Prompt →
Select the lines below containing the word "green".

Natural-language object grounding data →
◇ ◇ ◇ ◇ ◇ ◇ ◇
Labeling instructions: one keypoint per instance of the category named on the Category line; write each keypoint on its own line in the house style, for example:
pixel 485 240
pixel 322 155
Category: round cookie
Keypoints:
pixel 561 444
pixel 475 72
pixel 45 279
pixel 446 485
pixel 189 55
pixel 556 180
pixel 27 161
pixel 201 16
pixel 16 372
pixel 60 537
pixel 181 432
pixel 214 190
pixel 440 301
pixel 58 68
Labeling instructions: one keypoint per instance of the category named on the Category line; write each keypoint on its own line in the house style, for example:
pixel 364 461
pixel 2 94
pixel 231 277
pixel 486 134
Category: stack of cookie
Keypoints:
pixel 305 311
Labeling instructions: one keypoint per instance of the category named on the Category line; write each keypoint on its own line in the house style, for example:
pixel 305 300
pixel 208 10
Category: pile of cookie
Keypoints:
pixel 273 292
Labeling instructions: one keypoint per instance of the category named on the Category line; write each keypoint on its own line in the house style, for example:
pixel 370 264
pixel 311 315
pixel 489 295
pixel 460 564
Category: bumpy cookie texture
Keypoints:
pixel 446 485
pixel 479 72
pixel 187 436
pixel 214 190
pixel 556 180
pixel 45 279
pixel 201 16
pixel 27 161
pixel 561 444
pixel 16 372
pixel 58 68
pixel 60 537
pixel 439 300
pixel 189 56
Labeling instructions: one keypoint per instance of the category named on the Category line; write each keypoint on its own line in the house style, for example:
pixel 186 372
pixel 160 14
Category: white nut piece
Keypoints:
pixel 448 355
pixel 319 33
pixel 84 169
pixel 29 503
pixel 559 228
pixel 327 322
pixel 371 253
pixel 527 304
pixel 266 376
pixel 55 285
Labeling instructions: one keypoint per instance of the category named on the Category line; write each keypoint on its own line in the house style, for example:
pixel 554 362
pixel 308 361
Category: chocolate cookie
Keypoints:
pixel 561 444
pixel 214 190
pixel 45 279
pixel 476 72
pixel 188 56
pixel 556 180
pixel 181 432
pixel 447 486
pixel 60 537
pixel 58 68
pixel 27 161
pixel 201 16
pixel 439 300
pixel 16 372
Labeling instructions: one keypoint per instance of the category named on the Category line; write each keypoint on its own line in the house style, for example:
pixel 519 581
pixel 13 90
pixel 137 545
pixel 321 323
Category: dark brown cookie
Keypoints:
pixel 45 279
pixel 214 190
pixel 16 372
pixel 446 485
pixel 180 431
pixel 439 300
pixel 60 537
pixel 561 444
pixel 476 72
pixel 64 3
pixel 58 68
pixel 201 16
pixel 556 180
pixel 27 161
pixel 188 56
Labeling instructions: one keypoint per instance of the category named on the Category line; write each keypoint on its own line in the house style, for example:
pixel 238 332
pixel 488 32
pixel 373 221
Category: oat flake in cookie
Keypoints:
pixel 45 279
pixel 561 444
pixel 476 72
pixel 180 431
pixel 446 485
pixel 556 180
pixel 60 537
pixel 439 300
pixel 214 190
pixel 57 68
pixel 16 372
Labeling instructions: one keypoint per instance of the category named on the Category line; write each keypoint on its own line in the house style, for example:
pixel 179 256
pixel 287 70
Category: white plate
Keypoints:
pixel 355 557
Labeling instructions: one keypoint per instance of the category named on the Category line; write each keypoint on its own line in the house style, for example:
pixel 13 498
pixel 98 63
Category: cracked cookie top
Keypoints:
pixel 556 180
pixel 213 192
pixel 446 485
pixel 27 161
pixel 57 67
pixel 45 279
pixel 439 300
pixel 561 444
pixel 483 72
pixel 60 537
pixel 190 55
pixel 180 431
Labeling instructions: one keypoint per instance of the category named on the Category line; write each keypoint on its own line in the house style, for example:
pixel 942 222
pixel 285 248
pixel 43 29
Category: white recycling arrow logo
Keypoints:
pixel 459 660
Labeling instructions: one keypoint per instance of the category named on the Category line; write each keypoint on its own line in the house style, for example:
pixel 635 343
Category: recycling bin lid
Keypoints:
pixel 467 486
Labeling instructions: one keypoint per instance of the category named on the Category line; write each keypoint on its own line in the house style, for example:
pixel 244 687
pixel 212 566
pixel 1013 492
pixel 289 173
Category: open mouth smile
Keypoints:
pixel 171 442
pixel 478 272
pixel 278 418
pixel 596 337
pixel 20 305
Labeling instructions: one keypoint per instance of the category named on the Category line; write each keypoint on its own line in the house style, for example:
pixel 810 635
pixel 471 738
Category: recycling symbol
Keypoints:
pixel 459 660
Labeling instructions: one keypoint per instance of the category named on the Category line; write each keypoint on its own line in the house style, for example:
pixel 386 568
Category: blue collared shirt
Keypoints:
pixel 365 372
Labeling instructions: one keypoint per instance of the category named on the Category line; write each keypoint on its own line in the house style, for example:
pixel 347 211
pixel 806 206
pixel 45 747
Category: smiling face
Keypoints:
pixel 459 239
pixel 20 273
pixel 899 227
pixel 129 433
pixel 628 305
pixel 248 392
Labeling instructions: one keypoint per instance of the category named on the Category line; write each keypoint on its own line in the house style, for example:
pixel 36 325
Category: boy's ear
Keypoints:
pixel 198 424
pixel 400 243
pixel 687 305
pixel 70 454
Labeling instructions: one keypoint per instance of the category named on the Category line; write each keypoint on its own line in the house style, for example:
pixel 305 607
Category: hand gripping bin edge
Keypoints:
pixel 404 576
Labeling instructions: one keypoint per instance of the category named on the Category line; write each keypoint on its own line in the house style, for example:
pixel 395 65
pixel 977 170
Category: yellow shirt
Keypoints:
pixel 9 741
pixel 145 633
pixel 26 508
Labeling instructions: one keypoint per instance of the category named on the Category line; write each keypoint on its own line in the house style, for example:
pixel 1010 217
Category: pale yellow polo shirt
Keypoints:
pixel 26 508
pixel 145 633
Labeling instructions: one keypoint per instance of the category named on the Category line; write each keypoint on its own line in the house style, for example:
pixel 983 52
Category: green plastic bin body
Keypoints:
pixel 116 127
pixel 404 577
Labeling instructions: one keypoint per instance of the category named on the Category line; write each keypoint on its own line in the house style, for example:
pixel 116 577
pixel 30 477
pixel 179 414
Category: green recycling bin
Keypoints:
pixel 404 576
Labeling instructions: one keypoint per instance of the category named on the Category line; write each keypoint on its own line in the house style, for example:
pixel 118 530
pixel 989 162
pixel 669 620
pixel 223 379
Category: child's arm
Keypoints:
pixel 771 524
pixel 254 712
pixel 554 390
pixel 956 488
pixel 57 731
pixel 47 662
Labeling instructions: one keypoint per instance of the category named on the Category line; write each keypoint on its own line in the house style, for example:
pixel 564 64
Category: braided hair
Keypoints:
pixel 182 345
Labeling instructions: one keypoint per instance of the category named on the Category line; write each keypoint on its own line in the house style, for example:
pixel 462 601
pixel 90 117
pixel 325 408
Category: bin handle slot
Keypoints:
◇ ◇ ◇ ◇ ◇ ◇ ◇
Output of the exercise →
Category: green plastic bin body
Category: green recycling bin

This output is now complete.